* The data:
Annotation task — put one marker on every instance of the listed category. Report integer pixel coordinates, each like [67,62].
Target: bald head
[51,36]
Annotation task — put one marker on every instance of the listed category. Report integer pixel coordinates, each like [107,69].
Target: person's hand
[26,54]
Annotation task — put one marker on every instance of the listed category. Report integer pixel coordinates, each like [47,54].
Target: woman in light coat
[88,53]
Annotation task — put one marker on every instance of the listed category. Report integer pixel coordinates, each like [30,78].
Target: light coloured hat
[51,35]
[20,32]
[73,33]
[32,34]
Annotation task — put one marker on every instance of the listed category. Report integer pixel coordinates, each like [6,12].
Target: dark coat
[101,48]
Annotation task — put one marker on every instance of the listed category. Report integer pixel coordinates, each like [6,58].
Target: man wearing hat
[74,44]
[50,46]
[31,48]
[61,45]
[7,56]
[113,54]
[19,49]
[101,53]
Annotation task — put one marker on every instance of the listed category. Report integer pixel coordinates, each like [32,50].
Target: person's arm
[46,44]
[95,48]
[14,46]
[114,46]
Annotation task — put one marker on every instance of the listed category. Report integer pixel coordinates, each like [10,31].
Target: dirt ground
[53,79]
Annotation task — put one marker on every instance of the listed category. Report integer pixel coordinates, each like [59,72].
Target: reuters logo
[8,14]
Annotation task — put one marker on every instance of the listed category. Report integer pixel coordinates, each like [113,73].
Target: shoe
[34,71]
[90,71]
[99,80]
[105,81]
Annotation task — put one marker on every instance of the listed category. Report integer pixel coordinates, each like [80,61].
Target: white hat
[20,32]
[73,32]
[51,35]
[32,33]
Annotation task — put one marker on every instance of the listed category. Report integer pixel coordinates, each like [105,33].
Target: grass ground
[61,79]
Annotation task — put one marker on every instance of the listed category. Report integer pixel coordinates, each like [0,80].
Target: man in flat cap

* Exercise details:
Repeat exactly, and only, the lines from the line containing "each like [10,31]." through the last line of the records above, both included.

* Result:
Annotation task — put one marker on every instance of the listed category. Report integer pixel coordinates, each like [10,31].
Target: dirt ground
[53,79]
Annotation task — put one marker on every instance of the listed category. Report integer pixel coordinates, each like [59,72].
Target: reuters logo
[8,14]
Annotation task — put one marker on every instance of the listed category. Report integer pixel coordinates, each like [113,73].
Target: shoe
[34,71]
[90,71]
[99,80]
[105,81]
Annotation task — put one marker on every instance of the listed category. Report integer pixel coordinates, each like [80,61].
Target: white hat
[20,32]
[73,32]
[51,35]
[32,33]
Annotation task — put one marker on every instance of the listed category. Report integer pixel coordinates, each like [105,33].
Target: grass ground
[61,79]
Annotation task — put one marker on every instance of the listed category. Report integer pixel coordinates, each like [0,80].
Target: man in flat cap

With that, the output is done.